Escribe la continuación del texto sobre la Navidad en México, empezando justo después de la última oración que aparece más abajo.
-------- TEXTO PROPORCIONADO --------
Mario Zaragoza Ramírez. Algarabía
No a todos les gusta la Navidad. Sin embargo, es difícil no contagiarse del ambiente navideño cuando está en todas partes y desde muchas semanas antes.
Por alguna razón, la Navidad y demás celebraciones decembrinas nos remiten al frío, la nieve, los renos, el amor, la paz y Santaclós. Aunque en México nunca se haya visto un reno, y que las casas no estén precisamente cubiertas de nieve, hoy esta ambientación ficticia es parte de una realidad que se nos impone en el último cuarto del año —cuando nuestras carteras sufren de un ataque al corazón navideño—, en la que nunca faltan la fiesta, los regalos y el —ese sí— mexicanísimo maratón Guadalupe-Reyes.
Lo primero que hay que dejar muy claro, es que la Navidad la festejamos todos, de una u otra forma. Es claro que nuestras navidades, y perdona si te incluyo, amable lector, nunca han transcurrido —al menos en México— con nieve en las ventanas, con Santaclós entrando por la chimenea, calcetas colgando en la estancia y toda esa parafernalia que más bien conocemos o conocimos a través del cine y la tele.
-------- FILAS DE DATOS --------
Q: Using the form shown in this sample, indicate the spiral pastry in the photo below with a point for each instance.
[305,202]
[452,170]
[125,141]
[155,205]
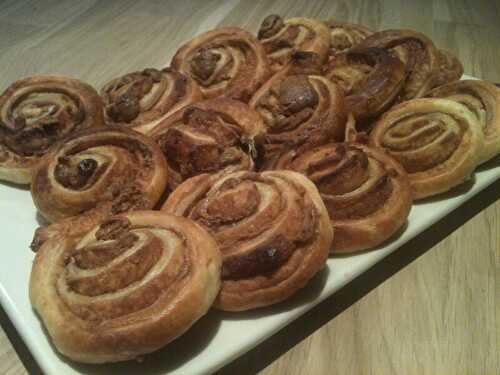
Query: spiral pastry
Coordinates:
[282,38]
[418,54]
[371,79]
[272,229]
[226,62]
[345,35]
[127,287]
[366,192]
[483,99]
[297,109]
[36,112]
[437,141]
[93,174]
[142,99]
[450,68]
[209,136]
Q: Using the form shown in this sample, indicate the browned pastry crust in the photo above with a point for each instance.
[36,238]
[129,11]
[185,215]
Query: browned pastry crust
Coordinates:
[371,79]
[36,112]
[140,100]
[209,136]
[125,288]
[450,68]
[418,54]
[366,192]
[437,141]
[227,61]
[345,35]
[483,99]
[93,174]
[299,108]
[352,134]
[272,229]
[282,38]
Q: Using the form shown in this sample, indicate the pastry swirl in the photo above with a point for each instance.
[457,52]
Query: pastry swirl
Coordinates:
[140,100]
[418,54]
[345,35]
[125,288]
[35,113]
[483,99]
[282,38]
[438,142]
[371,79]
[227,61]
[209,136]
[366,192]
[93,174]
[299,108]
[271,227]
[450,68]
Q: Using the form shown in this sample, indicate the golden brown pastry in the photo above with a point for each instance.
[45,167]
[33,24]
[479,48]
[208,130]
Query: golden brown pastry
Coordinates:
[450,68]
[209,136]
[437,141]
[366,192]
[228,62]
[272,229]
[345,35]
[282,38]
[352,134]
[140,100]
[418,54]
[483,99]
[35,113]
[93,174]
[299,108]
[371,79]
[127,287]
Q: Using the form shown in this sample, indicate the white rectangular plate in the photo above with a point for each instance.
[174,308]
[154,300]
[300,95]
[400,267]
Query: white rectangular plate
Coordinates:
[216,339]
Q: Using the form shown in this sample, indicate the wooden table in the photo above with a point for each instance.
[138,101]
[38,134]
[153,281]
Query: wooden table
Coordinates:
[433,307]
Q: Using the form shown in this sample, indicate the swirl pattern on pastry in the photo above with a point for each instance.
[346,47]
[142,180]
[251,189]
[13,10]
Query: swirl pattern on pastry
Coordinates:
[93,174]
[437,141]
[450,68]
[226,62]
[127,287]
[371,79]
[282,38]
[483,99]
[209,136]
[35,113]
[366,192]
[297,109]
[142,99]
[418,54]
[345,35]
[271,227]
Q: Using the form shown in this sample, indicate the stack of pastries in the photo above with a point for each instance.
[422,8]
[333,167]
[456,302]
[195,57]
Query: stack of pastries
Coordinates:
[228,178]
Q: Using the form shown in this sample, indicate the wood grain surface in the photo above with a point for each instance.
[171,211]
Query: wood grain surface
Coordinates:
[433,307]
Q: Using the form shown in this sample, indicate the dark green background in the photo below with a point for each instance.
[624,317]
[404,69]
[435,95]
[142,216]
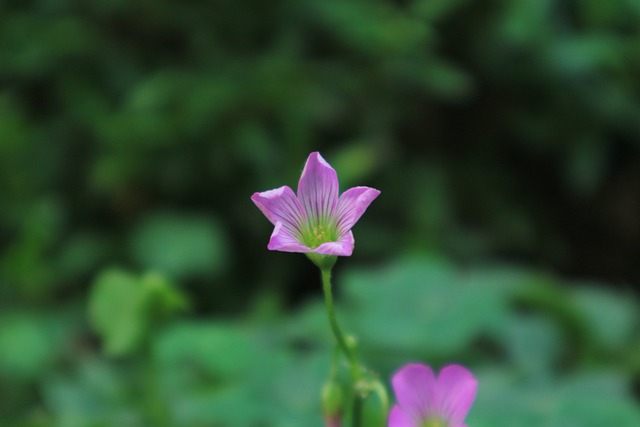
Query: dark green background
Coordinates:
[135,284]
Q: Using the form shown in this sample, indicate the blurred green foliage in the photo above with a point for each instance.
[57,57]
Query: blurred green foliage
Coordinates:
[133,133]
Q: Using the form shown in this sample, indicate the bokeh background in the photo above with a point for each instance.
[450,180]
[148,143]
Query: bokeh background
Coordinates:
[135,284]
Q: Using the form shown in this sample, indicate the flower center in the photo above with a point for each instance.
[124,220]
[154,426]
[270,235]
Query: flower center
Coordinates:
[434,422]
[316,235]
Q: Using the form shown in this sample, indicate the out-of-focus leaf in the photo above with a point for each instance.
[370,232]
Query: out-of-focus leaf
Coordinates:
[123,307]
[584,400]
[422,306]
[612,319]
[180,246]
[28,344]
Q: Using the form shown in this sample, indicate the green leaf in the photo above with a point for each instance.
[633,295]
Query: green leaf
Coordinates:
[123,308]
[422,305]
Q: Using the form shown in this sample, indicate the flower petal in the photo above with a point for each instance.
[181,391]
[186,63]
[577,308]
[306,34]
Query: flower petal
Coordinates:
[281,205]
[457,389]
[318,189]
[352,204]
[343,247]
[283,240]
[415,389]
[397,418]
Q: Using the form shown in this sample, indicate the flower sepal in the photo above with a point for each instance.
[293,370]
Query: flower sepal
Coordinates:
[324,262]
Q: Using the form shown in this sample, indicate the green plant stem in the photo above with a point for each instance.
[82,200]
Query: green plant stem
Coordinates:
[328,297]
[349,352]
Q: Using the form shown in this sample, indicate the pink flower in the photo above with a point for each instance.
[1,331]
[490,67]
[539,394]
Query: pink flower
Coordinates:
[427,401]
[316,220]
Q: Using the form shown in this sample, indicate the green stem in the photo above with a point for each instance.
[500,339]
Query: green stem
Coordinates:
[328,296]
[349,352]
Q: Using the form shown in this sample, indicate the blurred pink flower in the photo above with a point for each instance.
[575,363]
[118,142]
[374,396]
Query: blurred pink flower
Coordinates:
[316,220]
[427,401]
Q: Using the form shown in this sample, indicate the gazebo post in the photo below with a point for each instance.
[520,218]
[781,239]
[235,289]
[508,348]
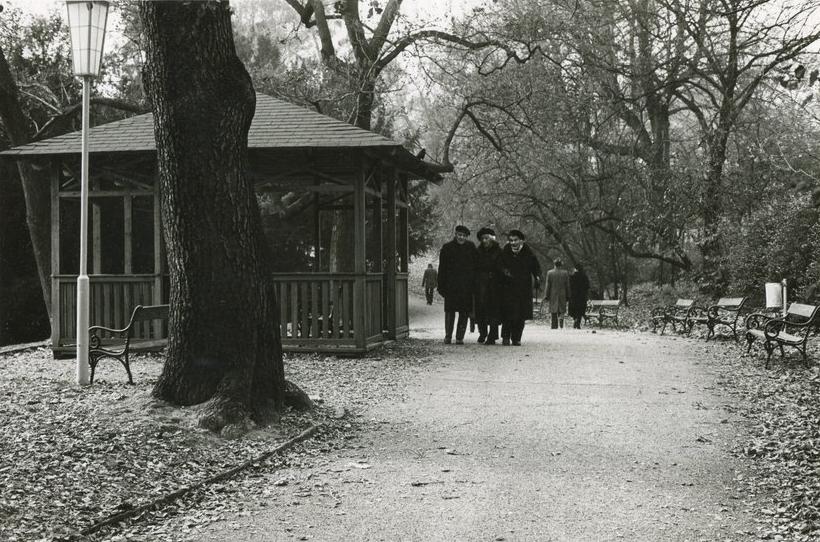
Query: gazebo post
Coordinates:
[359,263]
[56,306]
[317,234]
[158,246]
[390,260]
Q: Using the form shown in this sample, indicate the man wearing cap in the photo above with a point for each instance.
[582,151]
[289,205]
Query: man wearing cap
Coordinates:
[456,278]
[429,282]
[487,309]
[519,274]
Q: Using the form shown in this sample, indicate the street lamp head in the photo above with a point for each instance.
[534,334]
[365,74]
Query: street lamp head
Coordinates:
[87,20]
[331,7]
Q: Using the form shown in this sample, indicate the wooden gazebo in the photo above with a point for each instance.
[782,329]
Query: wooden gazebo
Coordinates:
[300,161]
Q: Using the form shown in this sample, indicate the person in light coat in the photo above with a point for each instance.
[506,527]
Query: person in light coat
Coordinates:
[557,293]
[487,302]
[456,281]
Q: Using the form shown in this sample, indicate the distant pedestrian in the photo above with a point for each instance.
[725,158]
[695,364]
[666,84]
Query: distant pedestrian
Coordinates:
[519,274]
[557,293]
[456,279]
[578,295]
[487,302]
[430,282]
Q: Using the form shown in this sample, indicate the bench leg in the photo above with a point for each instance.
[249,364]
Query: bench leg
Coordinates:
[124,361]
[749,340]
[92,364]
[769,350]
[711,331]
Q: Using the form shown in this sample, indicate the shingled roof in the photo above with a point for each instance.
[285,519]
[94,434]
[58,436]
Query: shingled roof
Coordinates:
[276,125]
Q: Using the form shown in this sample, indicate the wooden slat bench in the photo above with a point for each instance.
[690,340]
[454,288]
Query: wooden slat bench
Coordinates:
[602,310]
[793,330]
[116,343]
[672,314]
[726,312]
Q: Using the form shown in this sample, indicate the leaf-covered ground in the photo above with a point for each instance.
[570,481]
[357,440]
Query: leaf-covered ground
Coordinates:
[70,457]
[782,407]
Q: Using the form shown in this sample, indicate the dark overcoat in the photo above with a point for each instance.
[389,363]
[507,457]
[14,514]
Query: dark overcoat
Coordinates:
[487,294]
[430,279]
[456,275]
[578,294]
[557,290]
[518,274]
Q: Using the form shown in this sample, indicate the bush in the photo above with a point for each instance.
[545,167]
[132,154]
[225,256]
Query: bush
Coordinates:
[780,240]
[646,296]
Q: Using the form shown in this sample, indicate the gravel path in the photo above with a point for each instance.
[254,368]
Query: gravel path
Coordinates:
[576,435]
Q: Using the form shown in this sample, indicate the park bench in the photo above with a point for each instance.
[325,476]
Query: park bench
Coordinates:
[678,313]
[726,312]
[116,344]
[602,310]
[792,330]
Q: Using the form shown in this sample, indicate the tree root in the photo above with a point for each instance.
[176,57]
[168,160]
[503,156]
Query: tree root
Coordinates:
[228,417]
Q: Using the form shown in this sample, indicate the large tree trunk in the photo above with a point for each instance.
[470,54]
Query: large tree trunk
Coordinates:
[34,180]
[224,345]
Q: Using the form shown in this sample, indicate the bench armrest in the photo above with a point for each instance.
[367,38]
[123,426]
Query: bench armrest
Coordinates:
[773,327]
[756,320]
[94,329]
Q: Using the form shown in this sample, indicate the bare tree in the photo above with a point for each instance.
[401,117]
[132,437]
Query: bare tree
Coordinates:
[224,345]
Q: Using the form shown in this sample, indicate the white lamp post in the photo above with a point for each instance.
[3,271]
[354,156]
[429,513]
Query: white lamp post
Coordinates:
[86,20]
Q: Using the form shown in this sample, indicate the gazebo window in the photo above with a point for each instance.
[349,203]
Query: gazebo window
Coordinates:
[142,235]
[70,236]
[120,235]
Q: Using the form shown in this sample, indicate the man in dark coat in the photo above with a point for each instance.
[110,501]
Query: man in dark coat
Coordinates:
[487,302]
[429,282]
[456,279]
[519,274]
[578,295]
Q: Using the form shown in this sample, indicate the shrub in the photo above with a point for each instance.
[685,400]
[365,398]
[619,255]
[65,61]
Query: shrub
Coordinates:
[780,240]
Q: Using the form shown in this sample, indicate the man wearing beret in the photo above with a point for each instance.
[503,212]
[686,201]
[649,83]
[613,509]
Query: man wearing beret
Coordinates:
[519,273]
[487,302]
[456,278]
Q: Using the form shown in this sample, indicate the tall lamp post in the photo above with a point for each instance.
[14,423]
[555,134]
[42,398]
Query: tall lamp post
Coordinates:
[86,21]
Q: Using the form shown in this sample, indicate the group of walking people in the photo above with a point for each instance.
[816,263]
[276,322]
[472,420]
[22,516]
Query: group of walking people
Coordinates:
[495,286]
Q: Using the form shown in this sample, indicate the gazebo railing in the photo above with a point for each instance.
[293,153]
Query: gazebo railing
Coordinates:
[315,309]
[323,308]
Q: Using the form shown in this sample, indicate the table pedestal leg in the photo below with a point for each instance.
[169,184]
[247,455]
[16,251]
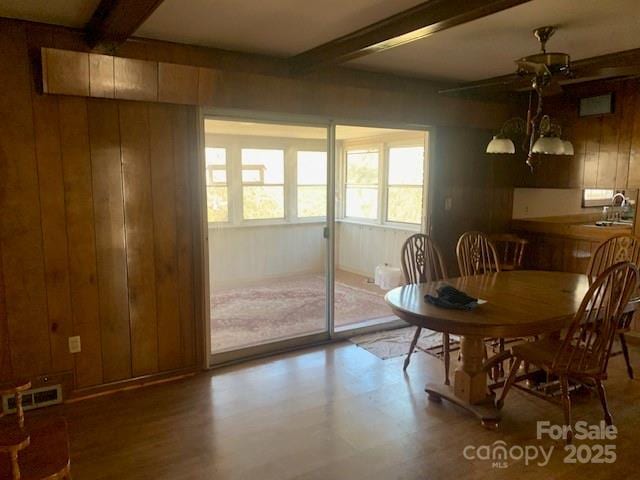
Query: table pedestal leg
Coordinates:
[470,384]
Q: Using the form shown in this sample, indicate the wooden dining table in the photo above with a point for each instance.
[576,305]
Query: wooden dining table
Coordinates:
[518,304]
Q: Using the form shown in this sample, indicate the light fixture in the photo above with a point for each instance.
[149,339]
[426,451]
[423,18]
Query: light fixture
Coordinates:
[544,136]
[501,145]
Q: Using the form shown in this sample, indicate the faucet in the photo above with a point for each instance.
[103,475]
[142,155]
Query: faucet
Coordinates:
--------
■ EL RESULTADO:
Sabes que es Navidad cuando los comercios instalan montones de luces de colores, que te obligan a pensar en los regalos del intercambio —¡desde mediados de octubre!
Nuestros festejos, en cambio, incluían piñatas, posadas, pastores, peregrinos, y en lugar de nieve, un ponche con o sin piquete; además, las infaltables letanías, el recuerdo o la remembranza de Belén —con estrella y todo—, y aquella bonita historia de la pastorela, ésa en la que actuaste o donde viste al sobrinito cantar «Los peces en el río» —efectivamente, esos que beben y beben, y no son sus cuates.
Viva la fiesta
La celebración navideña proviene de una forma de entender al mundo —llamémosle predominante—, en la que la tradición judeocristiana y, después, la religión católica dotaron a la natividad de «cierta criaturita», de un carácter festivo que luego se haría acompañar con regalos y abrazos. Aunque en nuestros tiempos predominan los obsequios y las ganas de quedar bien, también se trata de una época por demás alegre, donde hasta los más amargados le entran al jolgorio.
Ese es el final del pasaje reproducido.